**WORK INSTRUCTIONS**
Starting at the first entry below, repeat all the data word for word and drop the pictures.

RECORD EXCERPTS Block Start

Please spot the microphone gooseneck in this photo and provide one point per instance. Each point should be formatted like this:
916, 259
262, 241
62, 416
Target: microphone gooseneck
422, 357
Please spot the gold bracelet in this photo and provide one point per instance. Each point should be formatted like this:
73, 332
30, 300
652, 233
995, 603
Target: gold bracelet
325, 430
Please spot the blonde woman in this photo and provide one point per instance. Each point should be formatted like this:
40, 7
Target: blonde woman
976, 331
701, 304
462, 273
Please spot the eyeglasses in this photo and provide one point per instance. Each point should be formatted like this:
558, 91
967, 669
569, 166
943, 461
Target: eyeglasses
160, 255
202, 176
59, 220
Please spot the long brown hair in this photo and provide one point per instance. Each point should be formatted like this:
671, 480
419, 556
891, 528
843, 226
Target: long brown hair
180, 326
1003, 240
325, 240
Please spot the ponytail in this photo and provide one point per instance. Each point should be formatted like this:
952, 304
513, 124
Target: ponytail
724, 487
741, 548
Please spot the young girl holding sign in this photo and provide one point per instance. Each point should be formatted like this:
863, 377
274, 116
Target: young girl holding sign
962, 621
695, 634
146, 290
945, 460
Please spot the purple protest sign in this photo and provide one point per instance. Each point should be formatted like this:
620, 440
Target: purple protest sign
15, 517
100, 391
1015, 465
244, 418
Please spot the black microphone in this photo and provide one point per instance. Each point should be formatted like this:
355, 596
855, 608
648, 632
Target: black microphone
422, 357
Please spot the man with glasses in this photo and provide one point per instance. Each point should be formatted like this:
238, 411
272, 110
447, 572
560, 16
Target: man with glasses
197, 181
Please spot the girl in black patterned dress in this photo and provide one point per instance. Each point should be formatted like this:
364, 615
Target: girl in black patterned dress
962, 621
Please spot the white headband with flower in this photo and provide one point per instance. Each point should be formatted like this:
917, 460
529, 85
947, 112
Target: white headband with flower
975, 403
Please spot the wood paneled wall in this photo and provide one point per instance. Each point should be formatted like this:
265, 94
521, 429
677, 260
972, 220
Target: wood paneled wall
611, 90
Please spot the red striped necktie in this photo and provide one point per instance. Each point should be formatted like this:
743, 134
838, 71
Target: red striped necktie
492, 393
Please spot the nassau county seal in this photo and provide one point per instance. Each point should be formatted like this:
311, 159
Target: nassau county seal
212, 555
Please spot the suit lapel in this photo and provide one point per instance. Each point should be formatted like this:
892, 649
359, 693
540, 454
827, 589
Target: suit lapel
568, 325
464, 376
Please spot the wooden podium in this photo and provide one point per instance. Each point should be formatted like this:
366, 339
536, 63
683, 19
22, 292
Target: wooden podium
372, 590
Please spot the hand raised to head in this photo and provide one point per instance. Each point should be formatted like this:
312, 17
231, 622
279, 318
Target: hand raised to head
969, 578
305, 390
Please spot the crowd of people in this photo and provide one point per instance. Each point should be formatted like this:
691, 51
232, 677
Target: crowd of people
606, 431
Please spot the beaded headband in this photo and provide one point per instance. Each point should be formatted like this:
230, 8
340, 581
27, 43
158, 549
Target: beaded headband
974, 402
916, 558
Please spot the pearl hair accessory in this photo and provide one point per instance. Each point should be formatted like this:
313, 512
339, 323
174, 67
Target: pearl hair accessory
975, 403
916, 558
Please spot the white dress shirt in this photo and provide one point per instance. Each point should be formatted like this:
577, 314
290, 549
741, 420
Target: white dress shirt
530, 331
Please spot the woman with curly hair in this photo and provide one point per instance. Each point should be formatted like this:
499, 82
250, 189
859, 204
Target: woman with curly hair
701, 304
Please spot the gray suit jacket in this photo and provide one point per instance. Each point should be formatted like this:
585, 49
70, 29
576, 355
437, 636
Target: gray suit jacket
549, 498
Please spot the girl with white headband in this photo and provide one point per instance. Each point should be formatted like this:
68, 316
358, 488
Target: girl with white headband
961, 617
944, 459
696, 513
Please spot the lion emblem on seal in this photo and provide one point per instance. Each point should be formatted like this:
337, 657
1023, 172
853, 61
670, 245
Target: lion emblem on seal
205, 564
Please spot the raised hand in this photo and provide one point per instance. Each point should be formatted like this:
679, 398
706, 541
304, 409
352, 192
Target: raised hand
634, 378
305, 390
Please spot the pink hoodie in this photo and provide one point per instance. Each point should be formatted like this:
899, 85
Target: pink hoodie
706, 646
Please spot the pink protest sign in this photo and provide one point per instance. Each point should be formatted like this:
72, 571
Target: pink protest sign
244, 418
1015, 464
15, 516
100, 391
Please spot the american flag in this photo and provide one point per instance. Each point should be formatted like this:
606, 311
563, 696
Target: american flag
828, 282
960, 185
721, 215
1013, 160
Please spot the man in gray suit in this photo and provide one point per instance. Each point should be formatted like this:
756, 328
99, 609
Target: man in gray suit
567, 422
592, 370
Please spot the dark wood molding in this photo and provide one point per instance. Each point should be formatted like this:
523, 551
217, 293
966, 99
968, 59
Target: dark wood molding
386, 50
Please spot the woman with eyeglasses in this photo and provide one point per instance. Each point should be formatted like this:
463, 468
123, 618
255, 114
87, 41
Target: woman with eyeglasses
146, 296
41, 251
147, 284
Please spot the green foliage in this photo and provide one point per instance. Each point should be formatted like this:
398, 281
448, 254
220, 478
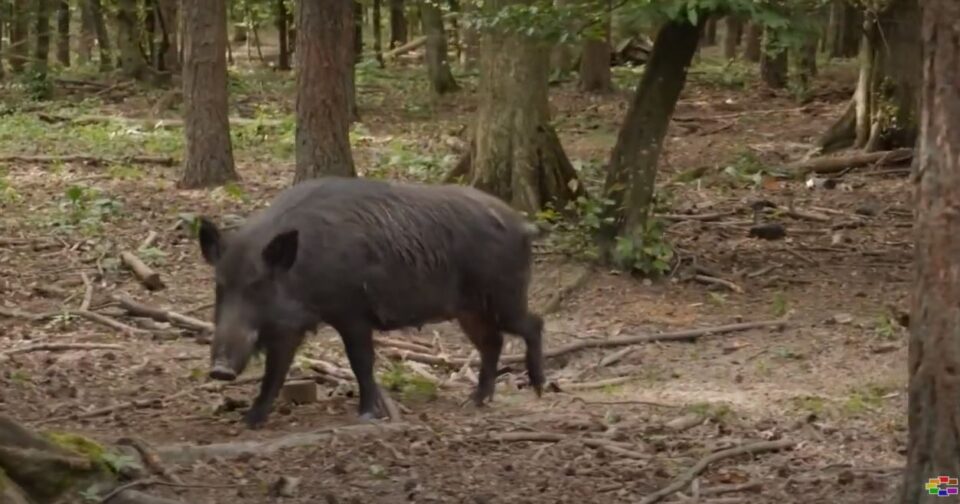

RECORD EXCERPTS Block End

**ANSWER FOR THE TASK**
Please spot the microphone gooseneck in this photo and provide one point per instance. Each point should be formatted like this:
916, 259
262, 241
62, 416
Target: microphone gooseneck
422, 357
Please spot the gold bracelet in this photo and provide one point per instance. Each point should be formatted like this:
73, 332
30, 300
652, 233
995, 603
Target: gold bracelet
325, 430
Please spot the blonde woman in this photo and provide one point per instance. Each point should be formatted like this:
40, 7
Target: blonde woman
976, 331
701, 304
462, 273
Please spot the eyeglasses in this photo and provide one point per instance. Each point should be formatted like this:
558, 91
967, 669
569, 166
943, 461
Target: eyeglasses
160, 255
202, 176
59, 220
Please spot the long brown hair in this photo and provide one point per instance. Each point should be formatted like this:
671, 480
419, 556
891, 528
843, 226
Target: long brown hair
180, 326
1003, 240
325, 240
Please spot the ponytail in this photo and provide one point per instance. Each point should be formatted like this:
952, 304
513, 124
Target: ponytail
724, 487
741, 548
Please spot the young girl holding sign in this photo and provide one point per instance. Each point should be formatted like this:
863, 377
274, 116
Target: young girl holding sign
962, 621
695, 634
146, 290
945, 460
Please spot the purple protest sign in this photo and provide one point per instance. Each point should be formatted like this:
620, 440
Target: purple protest sign
15, 517
100, 391
1015, 465
244, 418
Please spot the black microphone in this photo and provide one point per instance. Each point should be formatted like this:
355, 596
855, 608
648, 632
Target: black microphone
422, 357
Please spot the man with glasses in this photo and provide one point per instance. Each point should be formatted like this:
238, 411
272, 110
447, 572
560, 16
Target: man with glasses
197, 181
Please spot the girl in black patterned dress in this photo and provide one point per instance. Each point should be formatted like this:
364, 615
Target: girl in black patterned dress
962, 621
Please spot the white headband with flower in this photo and provide one point per instance. Each point should be formatted like this:
917, 460
529, 85
947, 112
Target: white headband with flower
975, 403
Please spot the wood paneled wall in this photo and provide one point per instance. Each point should be formatted like this:
265, 94
521, 429
677, 260
972, 220
Target: wood paneled wall
611, 90
Please spot the red striped necktie in this photo and provide one point per instance. Each point should be formatted like this:
743, 134
838, 71
Target: red striped necktie
492, 393
Please spot the nassau county seal in this photo and provide one point per instance. Each point should be formatted like this:
311, 159
Target: nassau county seal
212, 555
Please spot the suit lapel in this photo and provide one point per instance. Each point should be formatted like this:
892, 649
359, 693
540, 454
827, 589
Target: suit lapel
568, 325
464, 376
Please spot the wooden podium in this photo and provide one point per instance. Each point should be formatted like this:
366, 339
536, 63
683, 19
22, 292
Target: wooden podium
372, 590
Please spot the hand raised to head in this photo and provide one point per instance. Each point should be formatted like this:
312, 17
231, 622
279, 318
Target: hand raised to head
969, 578
305, 390
Please spot the crowd of people in this photo and provide one point per instance. Each point should be formatted like this:
691, 51
232, 677
Target: crowd of people
606, 431
Please spot the beaded headband in this photo and provide one point per instance. Each point should be formatted like this:
230, 8
340, 581
27, 43
158, 549
Target: beaded headband
974, 402
916, 558
Please spot the pearl hair accessory in this photo and provide one point per instance. Each point should be formatted like this:
313, 512
339, 323
174, 67
Target: pearl hair accessory
975, 403
916, 558
Please spot the white dress shirt in this photo and provide one point per instance. Each point should be formatted like this:
577, 314
290, 549
741, 420
Target: white dress shirt
530, 331
Please spot the woman with curly hair in this photo and provide one point per instance. Each point should be formatted like this:
499, 82
250, 189
859, 204
Target: woman with curly hair
701, 304
Please spot the gray suit jacket in this photo and provide one point per instance. Each point should be formatted like this:
585, 49
70, 29
576, 355
437, 636
Target: gray suit jacket
549, 498
Please spot the girl with white headband in this photo and provide one point per instance. Each point should be formatted like this:
68, 316
358, 488
Target: girl with white headband
961, 617
944, 459
696, 513
Please spot the lion emblem on seal in this photo and provide one point per instance. Each point should be formatted like this:
337, 657
1023, 172
853, 61
670, 245
Target: lion emblem on seal
205, 564
Please spot the raised hand in this photo and provide one point per instance. Each point should be formatted like this:
679, 398
706, 541
304, 409
352, 192
Target: raised hand
634, 378
305, 390
Please spot the pink hoodie in this photo and provide one point per instance. Each point should be formatted like this:
899, 85
Target: pink hoodie
706, 646
Please spot the pink protest sign in this photo and provide one point per instance. Each point should be formatted like this:
72, 571
Target: pink protest sign
244, 418
1015, 464
15, 516
100, 391
Please spot the american flag in this photo and provide one point per instance. Each point should be formatted like this:
606, 311
563, 696
Target: american flag
828, 282
960, 185
721, 215
1013, 160
Please spot the man in gray suit in this photo and provide one point per instance. Each point should be formatted like this:
756, 328
99, 609
Target: man in gray suit
567, 422
592, 370
Please spot the dark wood molding in this photo and provide one point per instance. Each point should be formatted like this:
523, 551
217, 293
966, 99
968, 59
Target: dark wood molding
386, 50
Please spot the woman with eyeglasses in this photo and provide one point per instance. Each point should be formatted like this:
463, 468
123, 618
255, 114
87, 41
Target: woman with eyeglasses
146, 296
41, 251
147, 284
Please spot the green foliage in this photo and provide one point per instance. Each point should be formatted like this:
398, 281
448, 254
220, 478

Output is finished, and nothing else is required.